• Exercise
For the material below, return exactly the lines starting at the line containing "Phrase: apple tart" and ending at the line containing "Phrase: green leaf motif", both ends included, and no others.
++++++++++
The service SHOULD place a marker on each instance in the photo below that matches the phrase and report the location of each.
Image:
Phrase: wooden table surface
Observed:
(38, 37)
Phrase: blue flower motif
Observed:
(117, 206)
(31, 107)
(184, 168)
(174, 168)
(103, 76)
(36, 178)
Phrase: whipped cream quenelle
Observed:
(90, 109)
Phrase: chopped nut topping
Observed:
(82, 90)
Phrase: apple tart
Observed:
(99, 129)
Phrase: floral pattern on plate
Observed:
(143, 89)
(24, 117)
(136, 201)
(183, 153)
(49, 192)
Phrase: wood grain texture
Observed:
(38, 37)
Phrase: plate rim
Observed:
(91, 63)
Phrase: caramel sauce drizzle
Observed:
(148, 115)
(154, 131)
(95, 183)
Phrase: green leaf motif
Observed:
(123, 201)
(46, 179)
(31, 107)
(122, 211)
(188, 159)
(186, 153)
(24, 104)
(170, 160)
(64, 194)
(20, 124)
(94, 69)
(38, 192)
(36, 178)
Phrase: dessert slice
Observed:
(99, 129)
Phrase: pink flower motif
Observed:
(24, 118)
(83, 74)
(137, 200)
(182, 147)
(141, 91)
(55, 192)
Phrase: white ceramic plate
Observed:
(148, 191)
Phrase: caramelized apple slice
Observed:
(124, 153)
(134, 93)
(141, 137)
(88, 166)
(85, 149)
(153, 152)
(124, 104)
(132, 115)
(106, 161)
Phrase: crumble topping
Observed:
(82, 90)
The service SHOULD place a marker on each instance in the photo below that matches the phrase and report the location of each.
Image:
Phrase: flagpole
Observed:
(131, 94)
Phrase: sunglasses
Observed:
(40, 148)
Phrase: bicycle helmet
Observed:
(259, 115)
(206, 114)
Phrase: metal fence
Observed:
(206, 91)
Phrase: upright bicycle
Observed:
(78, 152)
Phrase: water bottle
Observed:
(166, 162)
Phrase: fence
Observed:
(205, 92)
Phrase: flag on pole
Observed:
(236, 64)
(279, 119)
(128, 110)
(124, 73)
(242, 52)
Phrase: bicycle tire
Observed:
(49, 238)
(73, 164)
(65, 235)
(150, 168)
++++++++++
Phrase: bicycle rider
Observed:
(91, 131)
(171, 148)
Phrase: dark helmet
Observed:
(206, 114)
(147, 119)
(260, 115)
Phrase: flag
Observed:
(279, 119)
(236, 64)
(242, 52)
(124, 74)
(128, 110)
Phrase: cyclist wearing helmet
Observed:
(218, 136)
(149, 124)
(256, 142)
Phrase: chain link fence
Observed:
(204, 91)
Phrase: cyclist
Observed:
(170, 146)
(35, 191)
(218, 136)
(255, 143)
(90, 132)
++++++++++
• Result of this exercise
Phrase: apple tart
Observed:
(99, 129)
Phrase: floral pattern on plate
Observed:
(143, 89)
(24, 117)
(136, 201)
(183, 153)
(49, 192)
Phrase: wood grain texture
Observed:
(38, 37)
Phrase: plate rim
Observed:
(91, 63)
Phrase: caramel sauce drizzle
Observed:
(148, 115)
(154, 131)
(95, 183)
Phrase: green leaf motif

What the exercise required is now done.